◆ **SOURCE DATA**:

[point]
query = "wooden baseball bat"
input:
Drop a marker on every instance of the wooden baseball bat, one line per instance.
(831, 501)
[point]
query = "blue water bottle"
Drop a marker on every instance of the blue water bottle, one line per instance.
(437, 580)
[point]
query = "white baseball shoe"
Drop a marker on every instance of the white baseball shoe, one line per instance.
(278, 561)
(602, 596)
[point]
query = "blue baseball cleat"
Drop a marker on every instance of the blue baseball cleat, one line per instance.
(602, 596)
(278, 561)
...
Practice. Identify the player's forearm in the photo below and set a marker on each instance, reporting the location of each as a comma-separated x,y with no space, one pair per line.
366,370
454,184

◆ **PROBLEM STATEMENT**: Each line above that contains the string "query" should be identified and copied.

◆ **RESPONSE**:
query = "wooden baseball bat"
query = "blue water bottle"
query = "white baseball shoe"
query = "blue baseball cleat"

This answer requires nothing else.